_DESCRIPTION OF THE TASK_. Count the lines in the material below that contain the string "concrete", and reply with the number alone.

[Point-labeling samples]

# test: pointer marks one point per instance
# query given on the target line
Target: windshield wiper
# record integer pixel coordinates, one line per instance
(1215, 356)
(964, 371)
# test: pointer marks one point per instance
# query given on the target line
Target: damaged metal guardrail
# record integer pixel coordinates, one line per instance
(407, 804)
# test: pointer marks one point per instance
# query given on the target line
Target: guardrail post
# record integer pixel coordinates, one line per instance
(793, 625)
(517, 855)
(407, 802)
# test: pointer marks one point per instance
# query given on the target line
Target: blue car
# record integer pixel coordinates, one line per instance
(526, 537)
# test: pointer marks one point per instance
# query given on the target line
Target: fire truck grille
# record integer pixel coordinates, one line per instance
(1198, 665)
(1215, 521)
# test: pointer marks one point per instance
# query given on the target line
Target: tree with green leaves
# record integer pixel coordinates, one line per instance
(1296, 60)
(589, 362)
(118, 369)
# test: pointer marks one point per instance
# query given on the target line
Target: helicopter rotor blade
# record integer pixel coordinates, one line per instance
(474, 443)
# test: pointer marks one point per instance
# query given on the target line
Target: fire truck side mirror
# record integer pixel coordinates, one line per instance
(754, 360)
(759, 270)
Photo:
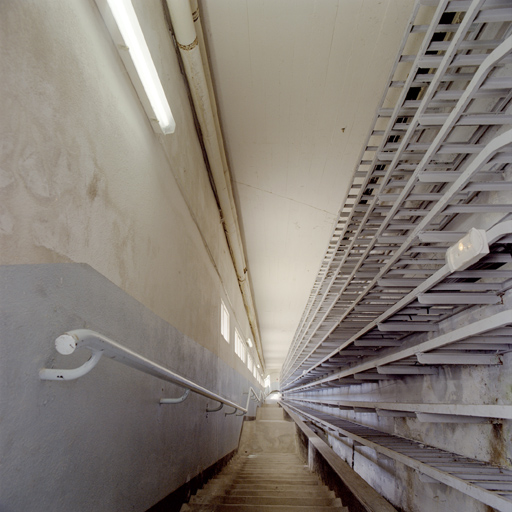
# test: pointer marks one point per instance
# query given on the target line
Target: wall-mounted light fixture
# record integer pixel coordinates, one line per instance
(468, 250)
(126, 32)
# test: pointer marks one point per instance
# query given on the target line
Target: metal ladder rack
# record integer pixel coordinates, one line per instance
(491, 485)
(435, 152)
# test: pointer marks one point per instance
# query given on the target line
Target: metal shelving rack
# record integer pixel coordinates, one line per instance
(438, 149)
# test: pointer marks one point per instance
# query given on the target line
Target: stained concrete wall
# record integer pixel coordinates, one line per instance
(102, 442)
(488, 441)
(84, 179)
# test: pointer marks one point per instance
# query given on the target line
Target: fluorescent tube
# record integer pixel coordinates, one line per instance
(134, 40)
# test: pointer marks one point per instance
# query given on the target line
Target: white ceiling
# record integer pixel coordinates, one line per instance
(298, 83)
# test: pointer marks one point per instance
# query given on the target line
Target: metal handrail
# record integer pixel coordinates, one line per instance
(100, 345)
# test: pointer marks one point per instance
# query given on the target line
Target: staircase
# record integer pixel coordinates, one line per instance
(266, 475)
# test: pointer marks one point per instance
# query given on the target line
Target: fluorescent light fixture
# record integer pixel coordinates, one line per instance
(467, 250)
(130, 39)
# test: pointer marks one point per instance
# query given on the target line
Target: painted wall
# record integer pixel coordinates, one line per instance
(84, 179)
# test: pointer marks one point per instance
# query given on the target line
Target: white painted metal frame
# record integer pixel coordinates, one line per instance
(416, 181)
(100, 345)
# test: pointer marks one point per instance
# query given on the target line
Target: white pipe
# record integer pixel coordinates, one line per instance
(198, 76)
(101, 345)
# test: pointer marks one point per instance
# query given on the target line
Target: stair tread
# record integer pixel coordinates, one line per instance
(260, 508)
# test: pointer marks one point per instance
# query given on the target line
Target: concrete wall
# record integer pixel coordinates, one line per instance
(84, 179)
(488, 441)
(102, 442)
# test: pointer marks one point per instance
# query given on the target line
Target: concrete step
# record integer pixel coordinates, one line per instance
(270, 488)
(260, 481)
(264, 500)
(292, 493)
(261, 473)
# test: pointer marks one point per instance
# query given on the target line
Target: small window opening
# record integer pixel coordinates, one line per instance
(224, 321)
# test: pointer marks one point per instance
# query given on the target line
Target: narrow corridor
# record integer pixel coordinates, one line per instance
(267, 474)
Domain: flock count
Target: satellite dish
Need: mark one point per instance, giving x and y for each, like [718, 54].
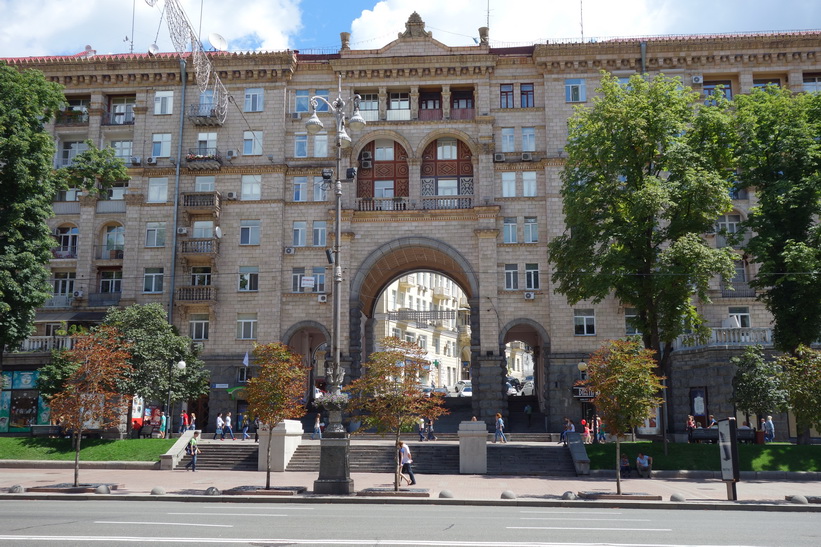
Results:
[218, 42]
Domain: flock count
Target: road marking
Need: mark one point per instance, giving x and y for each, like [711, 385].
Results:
[162, 523]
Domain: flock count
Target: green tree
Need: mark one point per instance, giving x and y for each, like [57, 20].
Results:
[155, 346]
[621, 374]
[779, 156]
[27, 189]
[91, 397]
[802, 378]
[388, 394]
[757, 384]
[274, 394]
[645, 176]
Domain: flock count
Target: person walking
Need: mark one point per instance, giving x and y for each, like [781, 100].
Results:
[500, 429]
[317, 427]
[227, 428]
[193, 450]
[220, 424]
[406, 461]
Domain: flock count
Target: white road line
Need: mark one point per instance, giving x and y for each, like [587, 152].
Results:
[162, 523]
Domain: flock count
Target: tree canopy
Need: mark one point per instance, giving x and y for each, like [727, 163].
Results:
[780, 156]
[646, 175]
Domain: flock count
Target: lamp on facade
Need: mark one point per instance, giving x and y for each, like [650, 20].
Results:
[335, 478]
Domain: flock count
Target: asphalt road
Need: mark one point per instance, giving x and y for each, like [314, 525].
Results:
[84, 523]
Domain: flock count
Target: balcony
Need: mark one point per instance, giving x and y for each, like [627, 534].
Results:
[197, 294]
[204, 114]
[104, 299]
[45, 344]
[728, 336]
[737, 289]
[201, 159]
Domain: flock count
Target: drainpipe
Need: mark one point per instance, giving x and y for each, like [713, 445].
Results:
[172, 288]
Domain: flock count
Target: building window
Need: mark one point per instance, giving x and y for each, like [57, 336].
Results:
[161, 145]
[511, 277]
[531, 230]
[527, 97]
[253, 99]
[300, 228]
[574, 91]
[528, 139]
[201, 276]
[249, 232]
[529, 184]
[247, 326]
[296, 279]
[163, 103]
[446, 149]
[204, 183]
[251, 187]
[741, 314]
[506, 96]
[157, 190]
[319, 279]
[320, 230]
[252, 143]
[509, 230]
[111, 281]
[302, 102]
[631, 315]
[301, 145]
[508, 139]
[321, 145]
[248, 278]
[155, 234]
[584, 322]
[198, 326]
[152, 280]
[508, 184]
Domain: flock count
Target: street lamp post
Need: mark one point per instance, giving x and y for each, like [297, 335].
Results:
[169, 420]
[334, 468]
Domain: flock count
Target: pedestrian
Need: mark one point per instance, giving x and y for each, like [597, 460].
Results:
[220, 425]
[500, 429]
[769, 430]
[406, 461]
[227, 427]
[317, 427]
[193, 450]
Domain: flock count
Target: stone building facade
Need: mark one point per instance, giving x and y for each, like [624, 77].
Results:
[459, 167]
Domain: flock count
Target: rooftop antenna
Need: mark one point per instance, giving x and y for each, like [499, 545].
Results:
[218, 42]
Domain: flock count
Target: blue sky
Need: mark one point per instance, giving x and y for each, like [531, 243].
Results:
[60, 27]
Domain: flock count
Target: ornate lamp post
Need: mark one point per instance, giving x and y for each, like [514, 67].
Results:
[334, 468]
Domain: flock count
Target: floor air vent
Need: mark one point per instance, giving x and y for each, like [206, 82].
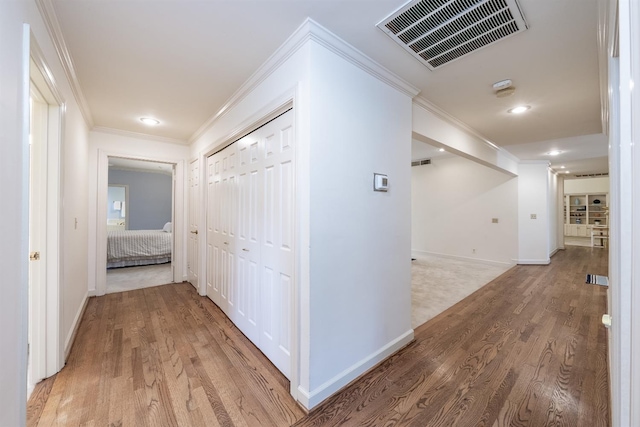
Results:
[421, 162]
[437, 32]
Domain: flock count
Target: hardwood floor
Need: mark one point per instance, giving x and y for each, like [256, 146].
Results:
[528, 349]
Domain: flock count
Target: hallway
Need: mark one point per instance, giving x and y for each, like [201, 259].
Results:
[527, 349]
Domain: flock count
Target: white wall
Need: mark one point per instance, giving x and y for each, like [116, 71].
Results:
[101, 146]
[13, 249]
[13, 166]
[453, 201]
[586, 185]
[353, 245]
[552, 182]
[533, 199]
[430, 124]
[360, 260]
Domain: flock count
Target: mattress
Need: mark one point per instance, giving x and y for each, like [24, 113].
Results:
[137, 247]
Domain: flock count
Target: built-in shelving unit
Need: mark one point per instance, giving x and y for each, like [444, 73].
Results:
[584, 211]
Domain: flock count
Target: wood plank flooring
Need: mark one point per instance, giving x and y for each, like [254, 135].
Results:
[528, 349]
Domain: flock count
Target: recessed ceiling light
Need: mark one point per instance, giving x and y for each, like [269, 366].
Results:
[519, 109]
[149, 121]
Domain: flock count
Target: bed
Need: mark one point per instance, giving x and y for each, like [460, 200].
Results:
[127, 248]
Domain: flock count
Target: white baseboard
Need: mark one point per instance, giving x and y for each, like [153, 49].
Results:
[419, 254]
[312, 399]
[71, 336]
[534, 261]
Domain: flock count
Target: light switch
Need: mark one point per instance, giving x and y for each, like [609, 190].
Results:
[380, 182]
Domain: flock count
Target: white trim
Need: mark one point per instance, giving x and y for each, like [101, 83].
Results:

_SOLUTION FOR THIS EXERCISE_. 3